## WHAT NEEDS TO BE DONE
For each line in the records that contains "below", make a copy.

■ ■ ■ ■ ■ ■ ■

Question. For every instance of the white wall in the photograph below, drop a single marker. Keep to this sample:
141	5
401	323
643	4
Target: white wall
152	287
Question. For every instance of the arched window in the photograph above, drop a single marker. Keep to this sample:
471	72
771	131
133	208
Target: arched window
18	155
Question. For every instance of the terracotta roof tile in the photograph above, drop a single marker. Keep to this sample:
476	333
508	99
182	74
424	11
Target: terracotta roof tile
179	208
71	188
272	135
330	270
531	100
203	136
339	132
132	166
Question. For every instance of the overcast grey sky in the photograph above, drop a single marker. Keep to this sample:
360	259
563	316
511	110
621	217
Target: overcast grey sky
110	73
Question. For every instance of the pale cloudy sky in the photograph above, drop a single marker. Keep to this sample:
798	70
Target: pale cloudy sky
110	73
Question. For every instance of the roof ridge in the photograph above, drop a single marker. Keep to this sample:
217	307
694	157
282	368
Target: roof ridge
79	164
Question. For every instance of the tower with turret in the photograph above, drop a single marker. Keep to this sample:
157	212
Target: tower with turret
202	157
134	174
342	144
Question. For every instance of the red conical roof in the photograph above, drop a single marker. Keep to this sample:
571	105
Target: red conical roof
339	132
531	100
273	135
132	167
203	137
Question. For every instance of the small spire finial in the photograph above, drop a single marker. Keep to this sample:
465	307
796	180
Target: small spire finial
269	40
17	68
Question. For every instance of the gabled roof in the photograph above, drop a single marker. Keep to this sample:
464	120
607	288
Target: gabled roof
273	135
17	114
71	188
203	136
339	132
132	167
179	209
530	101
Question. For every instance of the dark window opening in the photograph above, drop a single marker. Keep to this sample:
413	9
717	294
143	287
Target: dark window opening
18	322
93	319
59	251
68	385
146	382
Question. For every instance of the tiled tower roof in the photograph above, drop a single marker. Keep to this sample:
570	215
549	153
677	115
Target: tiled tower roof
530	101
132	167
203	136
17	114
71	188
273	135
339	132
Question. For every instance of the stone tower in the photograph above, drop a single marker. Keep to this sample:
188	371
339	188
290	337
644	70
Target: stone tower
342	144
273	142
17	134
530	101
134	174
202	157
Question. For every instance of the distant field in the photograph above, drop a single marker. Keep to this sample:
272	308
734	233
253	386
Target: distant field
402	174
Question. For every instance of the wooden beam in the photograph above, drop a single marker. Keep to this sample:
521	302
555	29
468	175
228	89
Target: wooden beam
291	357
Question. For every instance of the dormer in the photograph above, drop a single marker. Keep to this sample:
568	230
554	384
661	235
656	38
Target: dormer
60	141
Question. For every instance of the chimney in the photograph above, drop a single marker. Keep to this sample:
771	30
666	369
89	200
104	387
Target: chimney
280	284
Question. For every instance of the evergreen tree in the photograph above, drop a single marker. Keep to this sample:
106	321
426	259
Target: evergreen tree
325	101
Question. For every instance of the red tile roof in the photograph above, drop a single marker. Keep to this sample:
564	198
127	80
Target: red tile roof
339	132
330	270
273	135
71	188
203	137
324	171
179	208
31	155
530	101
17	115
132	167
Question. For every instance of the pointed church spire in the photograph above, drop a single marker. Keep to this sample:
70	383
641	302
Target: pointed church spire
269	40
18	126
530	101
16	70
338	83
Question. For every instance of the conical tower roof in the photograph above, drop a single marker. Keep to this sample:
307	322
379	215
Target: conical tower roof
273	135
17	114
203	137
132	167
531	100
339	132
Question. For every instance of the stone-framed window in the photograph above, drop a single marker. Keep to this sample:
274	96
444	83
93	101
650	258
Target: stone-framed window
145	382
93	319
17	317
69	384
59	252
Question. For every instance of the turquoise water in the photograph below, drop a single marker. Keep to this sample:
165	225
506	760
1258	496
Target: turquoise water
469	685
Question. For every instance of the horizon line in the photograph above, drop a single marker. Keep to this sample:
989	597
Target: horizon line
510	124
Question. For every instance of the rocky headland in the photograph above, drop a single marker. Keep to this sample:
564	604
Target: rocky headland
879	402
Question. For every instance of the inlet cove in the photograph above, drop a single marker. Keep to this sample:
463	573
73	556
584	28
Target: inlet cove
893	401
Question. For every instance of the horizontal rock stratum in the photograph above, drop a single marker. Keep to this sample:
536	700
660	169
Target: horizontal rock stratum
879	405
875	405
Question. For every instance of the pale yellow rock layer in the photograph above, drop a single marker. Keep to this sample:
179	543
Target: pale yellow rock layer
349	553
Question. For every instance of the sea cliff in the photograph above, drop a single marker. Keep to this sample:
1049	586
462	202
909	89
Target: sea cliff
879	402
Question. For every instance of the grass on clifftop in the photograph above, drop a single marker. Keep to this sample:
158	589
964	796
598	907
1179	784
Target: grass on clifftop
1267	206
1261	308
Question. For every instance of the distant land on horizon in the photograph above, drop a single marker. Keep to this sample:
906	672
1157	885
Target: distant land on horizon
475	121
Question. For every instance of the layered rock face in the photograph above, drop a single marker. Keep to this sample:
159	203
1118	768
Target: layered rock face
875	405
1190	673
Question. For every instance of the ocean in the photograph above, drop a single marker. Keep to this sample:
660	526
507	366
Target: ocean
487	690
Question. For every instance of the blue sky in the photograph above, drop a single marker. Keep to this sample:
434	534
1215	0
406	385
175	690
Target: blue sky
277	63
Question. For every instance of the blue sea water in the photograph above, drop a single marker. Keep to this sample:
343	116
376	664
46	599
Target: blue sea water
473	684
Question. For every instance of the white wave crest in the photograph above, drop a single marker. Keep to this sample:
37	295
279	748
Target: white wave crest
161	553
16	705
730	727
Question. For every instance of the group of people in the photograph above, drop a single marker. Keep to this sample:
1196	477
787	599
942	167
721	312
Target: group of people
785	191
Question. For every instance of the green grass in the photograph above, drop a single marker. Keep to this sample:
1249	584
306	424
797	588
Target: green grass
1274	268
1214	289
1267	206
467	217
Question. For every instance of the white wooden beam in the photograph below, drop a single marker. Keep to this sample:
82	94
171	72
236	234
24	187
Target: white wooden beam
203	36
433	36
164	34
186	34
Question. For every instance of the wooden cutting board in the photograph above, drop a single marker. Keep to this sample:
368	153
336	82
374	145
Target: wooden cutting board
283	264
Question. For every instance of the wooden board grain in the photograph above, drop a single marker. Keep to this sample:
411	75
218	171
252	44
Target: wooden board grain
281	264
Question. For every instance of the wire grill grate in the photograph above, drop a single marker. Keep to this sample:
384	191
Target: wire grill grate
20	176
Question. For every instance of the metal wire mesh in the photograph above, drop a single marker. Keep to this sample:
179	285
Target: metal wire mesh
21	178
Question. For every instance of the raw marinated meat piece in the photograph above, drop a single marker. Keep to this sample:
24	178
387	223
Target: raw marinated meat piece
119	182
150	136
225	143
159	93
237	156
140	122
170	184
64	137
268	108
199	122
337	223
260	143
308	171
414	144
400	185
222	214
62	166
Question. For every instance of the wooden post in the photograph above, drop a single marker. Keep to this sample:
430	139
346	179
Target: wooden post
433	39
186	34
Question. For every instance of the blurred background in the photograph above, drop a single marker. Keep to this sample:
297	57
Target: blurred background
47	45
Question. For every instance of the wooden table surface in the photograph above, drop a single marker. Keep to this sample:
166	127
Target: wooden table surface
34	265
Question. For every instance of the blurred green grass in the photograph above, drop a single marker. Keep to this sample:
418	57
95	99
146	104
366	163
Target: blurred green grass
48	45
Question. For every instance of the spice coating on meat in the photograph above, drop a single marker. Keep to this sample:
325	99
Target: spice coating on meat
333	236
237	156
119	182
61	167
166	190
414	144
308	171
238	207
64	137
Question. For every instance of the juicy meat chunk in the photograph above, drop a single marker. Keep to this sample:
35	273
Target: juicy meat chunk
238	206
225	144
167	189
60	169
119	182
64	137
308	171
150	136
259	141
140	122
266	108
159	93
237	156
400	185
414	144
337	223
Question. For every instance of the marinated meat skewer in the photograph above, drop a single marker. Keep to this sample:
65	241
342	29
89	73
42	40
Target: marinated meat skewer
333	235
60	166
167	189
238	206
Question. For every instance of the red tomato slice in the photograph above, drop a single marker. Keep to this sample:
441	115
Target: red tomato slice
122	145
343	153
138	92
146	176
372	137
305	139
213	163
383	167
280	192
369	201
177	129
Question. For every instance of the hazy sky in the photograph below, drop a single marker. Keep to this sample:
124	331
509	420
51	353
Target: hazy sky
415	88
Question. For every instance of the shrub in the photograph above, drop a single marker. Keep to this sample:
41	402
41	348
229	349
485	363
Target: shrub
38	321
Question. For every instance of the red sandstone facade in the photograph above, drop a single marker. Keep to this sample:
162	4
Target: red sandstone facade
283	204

■ ■ ■ ■ ■ ■ ■

## REPLY TO THE EXERCISE
Question. For every instance of the white wall in the photograph below, drop a single marker. Keep to this sample:
Question. For every instance of the turquoise water in the photograph below, drop a single marker. Keep to this sample:
Question. For every instance of the white wooden beam in the photograph below, drop a single marker. Keep to this sample:
Question. For every instance of the hazy sky in the photograph below, drop a single marker. Keep to this sample:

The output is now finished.